# What you need to do
Copy the rows from the line containing "of the standing" up to and including the line containing "[[553, 292], [253, 128]]", offsetting each pixel coordinate in the answers by adding 126. Leave the requests and their sample coordinates unchanged.

# Position annotation records
-- Start --
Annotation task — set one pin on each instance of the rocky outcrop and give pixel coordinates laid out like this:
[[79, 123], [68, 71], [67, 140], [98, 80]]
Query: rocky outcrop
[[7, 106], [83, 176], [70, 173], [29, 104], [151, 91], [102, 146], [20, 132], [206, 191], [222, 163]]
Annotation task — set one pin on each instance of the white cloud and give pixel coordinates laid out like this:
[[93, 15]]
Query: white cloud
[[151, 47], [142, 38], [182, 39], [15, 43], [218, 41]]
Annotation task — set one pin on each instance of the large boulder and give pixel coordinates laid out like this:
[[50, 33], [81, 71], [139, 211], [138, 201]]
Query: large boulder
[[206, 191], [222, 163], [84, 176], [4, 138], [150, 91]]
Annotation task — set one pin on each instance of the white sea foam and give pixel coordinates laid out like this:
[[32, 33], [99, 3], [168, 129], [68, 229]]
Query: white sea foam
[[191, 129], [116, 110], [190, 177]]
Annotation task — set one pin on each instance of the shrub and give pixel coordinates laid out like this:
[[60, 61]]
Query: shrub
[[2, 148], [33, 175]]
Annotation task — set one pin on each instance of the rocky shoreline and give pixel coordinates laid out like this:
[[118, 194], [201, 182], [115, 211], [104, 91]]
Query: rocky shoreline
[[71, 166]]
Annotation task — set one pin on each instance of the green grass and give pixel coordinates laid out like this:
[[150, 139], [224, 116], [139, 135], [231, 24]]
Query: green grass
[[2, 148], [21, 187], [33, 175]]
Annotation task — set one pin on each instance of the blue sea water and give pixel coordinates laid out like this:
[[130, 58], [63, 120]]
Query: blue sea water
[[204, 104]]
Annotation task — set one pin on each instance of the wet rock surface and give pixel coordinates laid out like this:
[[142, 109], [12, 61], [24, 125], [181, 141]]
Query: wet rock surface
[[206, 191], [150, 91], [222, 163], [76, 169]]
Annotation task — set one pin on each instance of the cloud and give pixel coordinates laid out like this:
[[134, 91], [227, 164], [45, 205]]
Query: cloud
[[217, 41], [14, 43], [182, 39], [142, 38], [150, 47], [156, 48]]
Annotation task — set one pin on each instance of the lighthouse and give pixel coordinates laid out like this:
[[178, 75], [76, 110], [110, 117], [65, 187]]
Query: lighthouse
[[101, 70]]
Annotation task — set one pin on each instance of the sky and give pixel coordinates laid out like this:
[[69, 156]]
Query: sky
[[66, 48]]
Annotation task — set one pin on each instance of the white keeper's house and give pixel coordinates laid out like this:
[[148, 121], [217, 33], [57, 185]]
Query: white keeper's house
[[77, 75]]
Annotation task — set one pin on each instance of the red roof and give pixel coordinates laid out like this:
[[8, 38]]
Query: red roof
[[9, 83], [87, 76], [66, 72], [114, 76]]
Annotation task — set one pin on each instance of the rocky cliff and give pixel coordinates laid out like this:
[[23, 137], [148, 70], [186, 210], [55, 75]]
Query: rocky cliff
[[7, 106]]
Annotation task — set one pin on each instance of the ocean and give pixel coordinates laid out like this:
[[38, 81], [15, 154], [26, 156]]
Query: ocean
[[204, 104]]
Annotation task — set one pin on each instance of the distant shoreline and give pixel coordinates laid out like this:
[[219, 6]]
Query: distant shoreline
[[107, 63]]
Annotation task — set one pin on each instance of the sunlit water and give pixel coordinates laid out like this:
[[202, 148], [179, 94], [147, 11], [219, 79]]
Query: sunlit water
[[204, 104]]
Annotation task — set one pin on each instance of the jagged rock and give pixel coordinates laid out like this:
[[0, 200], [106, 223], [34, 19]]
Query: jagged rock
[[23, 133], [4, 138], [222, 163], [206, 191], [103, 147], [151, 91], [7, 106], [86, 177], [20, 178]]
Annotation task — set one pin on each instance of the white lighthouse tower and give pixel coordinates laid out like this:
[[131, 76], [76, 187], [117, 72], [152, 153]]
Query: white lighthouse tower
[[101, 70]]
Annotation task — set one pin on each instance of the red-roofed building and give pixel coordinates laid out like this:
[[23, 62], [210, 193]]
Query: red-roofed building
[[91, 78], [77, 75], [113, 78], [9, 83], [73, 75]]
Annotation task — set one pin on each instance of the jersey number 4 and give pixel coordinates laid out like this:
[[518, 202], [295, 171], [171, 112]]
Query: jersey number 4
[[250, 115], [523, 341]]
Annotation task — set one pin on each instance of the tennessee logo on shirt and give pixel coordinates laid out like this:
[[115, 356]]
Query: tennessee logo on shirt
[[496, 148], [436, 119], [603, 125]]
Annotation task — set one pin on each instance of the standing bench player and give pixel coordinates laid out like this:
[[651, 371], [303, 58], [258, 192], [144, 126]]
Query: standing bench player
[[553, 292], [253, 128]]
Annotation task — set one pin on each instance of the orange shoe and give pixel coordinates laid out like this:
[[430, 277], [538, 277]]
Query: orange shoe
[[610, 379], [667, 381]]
-- End --
# Output below
Annotation task — set one pin on each instance of the standing bench player and give pixel coordinates laid out like this:
[[651, 371], [303, 58], [258, 192], [144, 126]]
Query: standing bench player
[[679, 418], [379, 254]]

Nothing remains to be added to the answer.